Problem to work on:
Rewrite the rows from the line with "Can you see the beige" up to and including the line with "Can you see the palm", swapping "single line" for "one line" and leaving all else unchanged.

-------- Excerpted records --------

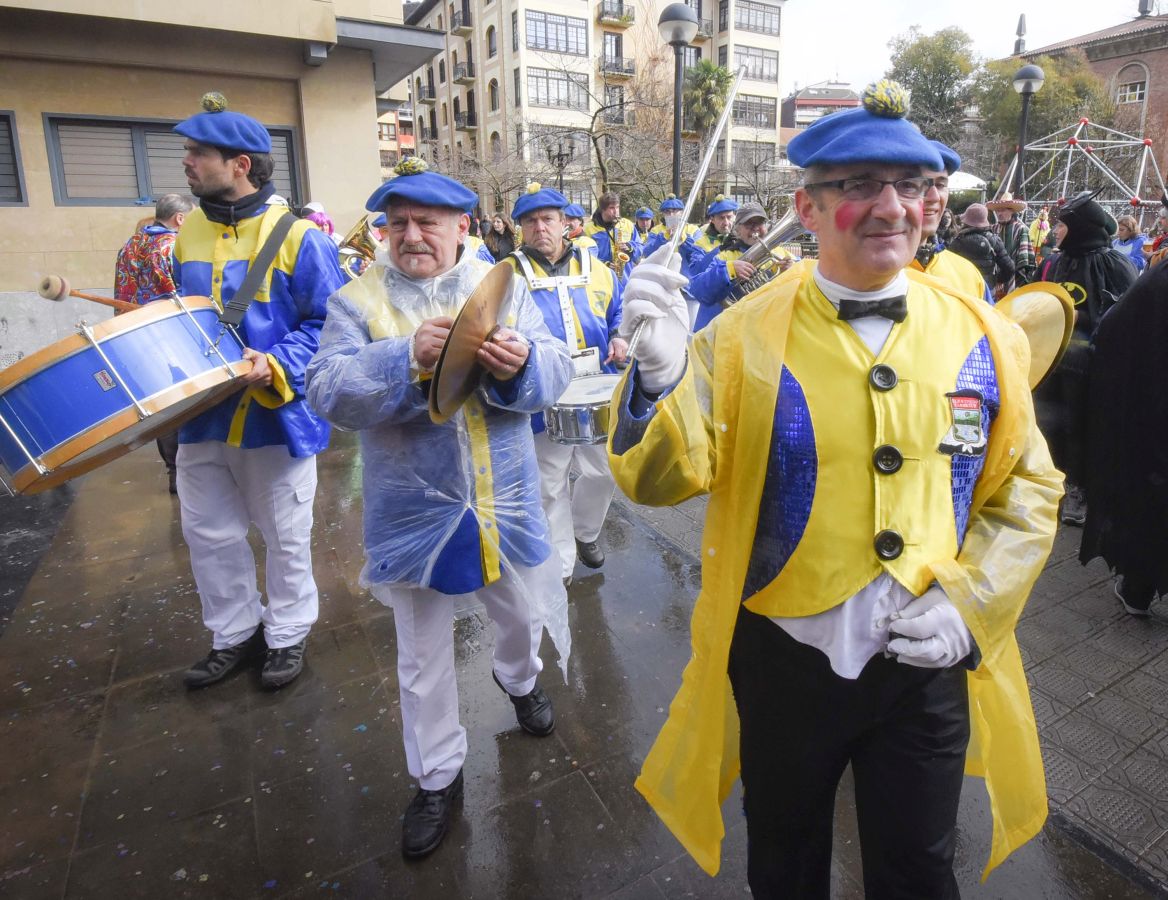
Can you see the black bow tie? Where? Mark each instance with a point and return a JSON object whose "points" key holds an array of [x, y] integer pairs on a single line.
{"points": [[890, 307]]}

--------
-------- Excerpted records --------

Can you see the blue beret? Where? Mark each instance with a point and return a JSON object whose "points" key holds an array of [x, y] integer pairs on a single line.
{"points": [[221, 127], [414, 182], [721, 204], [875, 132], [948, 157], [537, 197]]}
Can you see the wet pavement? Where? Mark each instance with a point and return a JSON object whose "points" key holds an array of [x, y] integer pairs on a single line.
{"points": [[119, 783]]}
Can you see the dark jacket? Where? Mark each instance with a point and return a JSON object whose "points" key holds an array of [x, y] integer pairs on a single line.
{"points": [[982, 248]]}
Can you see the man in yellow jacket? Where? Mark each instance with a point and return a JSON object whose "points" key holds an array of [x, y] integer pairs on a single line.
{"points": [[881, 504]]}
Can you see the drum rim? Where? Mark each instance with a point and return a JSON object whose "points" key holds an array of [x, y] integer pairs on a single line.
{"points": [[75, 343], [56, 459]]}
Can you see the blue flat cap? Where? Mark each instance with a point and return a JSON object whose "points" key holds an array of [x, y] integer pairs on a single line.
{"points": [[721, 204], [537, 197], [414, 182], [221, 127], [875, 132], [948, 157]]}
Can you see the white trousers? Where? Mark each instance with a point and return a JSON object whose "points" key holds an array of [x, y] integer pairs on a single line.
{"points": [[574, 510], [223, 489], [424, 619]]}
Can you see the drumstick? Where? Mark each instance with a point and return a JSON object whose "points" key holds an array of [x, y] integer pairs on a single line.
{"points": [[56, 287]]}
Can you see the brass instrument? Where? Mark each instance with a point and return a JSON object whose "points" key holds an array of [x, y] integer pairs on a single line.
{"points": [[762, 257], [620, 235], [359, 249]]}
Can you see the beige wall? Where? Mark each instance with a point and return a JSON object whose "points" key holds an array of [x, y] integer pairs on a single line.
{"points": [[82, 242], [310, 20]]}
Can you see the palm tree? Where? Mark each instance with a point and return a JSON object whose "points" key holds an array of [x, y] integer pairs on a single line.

--------

Answer below:
Can you see the beige wall? Where? Mark each instance with a point and return a JSON object whose "points" key holds an array of [x, y] integer pairs on a one line.
{"points": [[82, 242], [310, 20]]}
Can you see the palm tree? Where? Mark each instance with a point and return a JSON object whose "points" key holds an array of [x, y] integer pairs on a one line.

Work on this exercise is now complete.